Quoted passage:
Start of Block
From Quebec, with love…
August 20, 2009
Author: MIGUEL FEBLES HERNÁNDEZ
A CubaNews translation.
Edited by Walter Lippmann.
From the cold and faraway Canadian city of Quebec arrive every year the warm solidarity and the sympathy of hundreds of citizens who turn a deaf ear to all anti-Cuban campaigns to travel to our land and get to know it through its people.
Colette Lavergne: “Every visit to Cuba makes us more confirmed in our conviction to fight for a better world”
So was the case of Colette Lavergne, a Quebecois through and through who found out in 1992 that the Cubans were something more than just a hospitable, party-loving people.
“I didn’t want to come. There’s so much misinformation and negative promotion about Cuba in my country, and they vilify and discredit the Revolution and its achievements so much that I expected to find here a sad, downhearted, oppressed people…
“It was quite the opposite, however: I found a happy, dignified and resolved people who defend what belongs to them. They have a country where they live with their head held high and not on bended knee. Since then I fell hopelessly in love with the Cubans.”
Two years later, when the special period had reached crisis point, Colette took her first steps as an activist for solidarity and friendship between Quebec and Cuba.
“I remember my first experience at the Cándido González High School in the city of Matanzas. Ten children had come with my daughter, who was then taking part in an international education program, and a wonderful unity and understanding grew among all those boys and girls.”
Their visit was such a success that in the following year reality went beyond all expectations:
“We organized a preparatory meeting for the following trip and over 300 people turned out who were eager to know Cuba. We had no choice but to rent a plane that we jam-packed with 160 Quebecois. That time we went to Consolación del Sur, in Pinar del Río province.”
Quebec’s solidarity has been steadily mounting ever since by means of various projects to become familiar with life in Cuba, not as simple visitors but through coexistence, involvement and mutual knowledge.
End of Block
Extracted entries:
Start of Block
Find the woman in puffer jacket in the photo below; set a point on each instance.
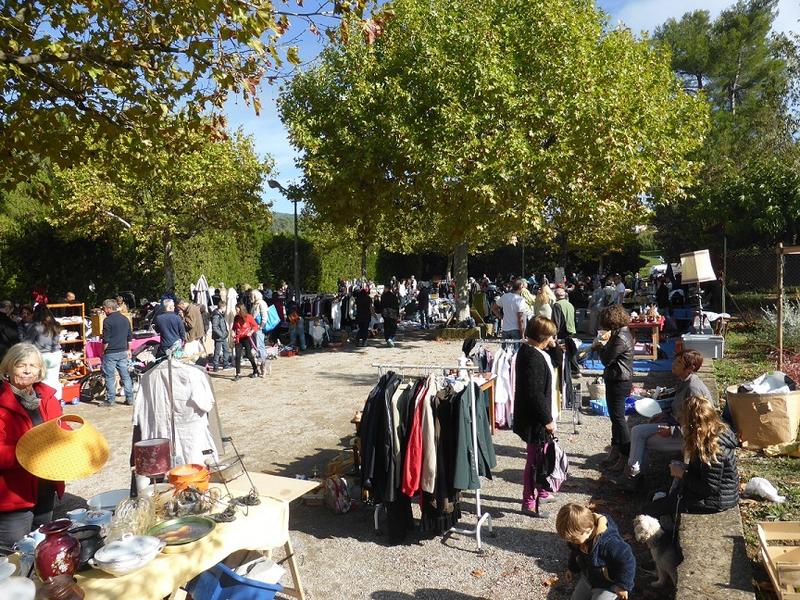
(708, 480)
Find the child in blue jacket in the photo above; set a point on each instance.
(598, 553)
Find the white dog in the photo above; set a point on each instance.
(648, 530)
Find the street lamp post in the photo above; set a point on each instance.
(294, 200)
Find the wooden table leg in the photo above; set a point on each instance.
(655, 342)
(297, 590)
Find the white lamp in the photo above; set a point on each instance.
(696, 268)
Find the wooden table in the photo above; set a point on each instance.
(655, 328)
(263, 528)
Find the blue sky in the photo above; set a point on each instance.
(639, 15)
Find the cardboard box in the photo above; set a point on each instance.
(765, 419)
(710, 346)
(782, 557)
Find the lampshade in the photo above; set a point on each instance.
(62, 449)
(696, 267)
(151, 457)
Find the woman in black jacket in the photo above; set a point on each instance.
(709, 482)
(616, 354)
(533, 414)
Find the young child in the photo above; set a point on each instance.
(317, 332)
(598, 553)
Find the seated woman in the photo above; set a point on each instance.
(662, 432)
(709, 481)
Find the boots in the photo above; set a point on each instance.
(612, 458)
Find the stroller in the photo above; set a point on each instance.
(93, 385)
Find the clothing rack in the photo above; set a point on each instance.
(484, 519)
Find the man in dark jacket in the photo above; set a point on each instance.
(9, 330)
(219, 333)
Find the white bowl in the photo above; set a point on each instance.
(108, 500)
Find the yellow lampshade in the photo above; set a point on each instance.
(696, 267)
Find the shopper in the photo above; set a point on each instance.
(390, 311)
(219, 334)
(511, 308)
(603, 561)
(26, 502)
(244, 327)
(709, 482)
(169, 326)
(117, 337)
(533, 407)
(44, 333)
(616, 354)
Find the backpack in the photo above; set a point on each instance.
(337, 495)
(273, 320)
(553, 472)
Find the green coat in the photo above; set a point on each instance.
(464, 476)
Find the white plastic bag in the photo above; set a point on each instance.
(758, 487)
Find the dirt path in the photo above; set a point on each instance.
(299, 418)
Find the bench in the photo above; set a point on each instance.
(715, 564)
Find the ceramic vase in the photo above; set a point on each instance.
(58, 553)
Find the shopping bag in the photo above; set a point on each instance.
(273, 320)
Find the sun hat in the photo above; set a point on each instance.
(63, 449)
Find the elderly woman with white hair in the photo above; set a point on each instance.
(25, 500)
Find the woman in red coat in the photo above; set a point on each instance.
(25, 500)
(244, 327)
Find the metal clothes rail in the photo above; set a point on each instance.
(484, 519)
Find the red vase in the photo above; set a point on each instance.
(58, 553)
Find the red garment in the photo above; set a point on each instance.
(412, 467)
(18, 488)
(244, 327)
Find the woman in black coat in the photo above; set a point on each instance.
(709, 482)
(533, 396)
(616, 354)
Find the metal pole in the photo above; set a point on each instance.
(780, 306)
(296, 256)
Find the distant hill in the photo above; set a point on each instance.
(283, 223)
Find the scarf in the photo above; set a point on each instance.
(29, 400)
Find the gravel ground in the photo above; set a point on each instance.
(299, 418)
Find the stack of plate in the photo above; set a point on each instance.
(130, 553)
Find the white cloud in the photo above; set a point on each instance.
(646, 15)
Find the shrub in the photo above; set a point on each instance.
(791, 323)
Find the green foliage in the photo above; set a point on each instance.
(749, 187)
(215, 188)
(119, 68)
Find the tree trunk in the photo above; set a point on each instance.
(169, 265)
(364, 248)
(460, 268)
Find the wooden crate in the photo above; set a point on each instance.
(782, 560)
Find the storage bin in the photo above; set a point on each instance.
(221, 583)
(710, 346)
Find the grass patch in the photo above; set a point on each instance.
(747, 349)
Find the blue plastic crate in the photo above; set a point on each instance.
(221, 583)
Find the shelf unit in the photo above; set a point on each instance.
(73, 367)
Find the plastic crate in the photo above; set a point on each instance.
(221, 583)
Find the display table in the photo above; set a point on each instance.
(654, 327)
(94, 349)
(261, 528)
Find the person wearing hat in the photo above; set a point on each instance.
(26, 501)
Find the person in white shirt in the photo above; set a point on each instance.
(619, 286)
(511, 308)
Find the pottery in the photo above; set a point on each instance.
(89, 538)
(59, 552)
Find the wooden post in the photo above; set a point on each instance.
(780, 306)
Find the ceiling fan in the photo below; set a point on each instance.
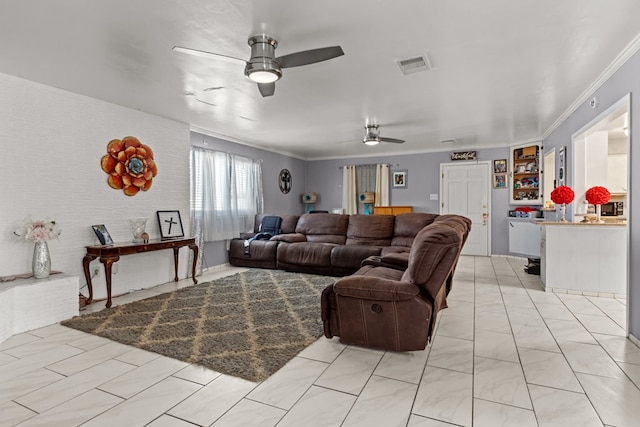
(372, 136)
(263, 67)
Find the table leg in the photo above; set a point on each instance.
(175, 263)
(87, 275)
(108, 262)
(195, 250)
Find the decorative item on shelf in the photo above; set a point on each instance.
(561, 196)
(39, 232)
(598, 196)
(368, 197)
(137, 228)
(309, 199)
(130, 165)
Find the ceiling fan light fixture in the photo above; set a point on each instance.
(263, 76)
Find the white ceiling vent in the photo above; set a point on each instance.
(414, 65)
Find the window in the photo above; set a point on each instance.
(226, 193)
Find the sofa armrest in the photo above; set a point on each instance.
(397, 261)
(290, 238)
(375, 288)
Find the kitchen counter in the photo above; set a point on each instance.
(585, 258)
(609, 223)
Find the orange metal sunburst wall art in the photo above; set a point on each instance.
(130, 165)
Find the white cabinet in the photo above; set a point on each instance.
(585, 258)
(617, 173)
(524, 237)
(524, 175)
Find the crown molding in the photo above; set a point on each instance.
(618, 62)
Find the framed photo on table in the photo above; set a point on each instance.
(399, 179)
(103, 234)
(170, 224)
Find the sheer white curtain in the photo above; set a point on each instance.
(349, 190)
(382, 185)
(226, 193)
(360, 178)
End of Block
Exercise instructions: According to the article on Quebec's solidarity with Cuba, how many Quebecois filled the plane that Colette Lavergne's group had to rent?

Finished task: 160 Quebecois.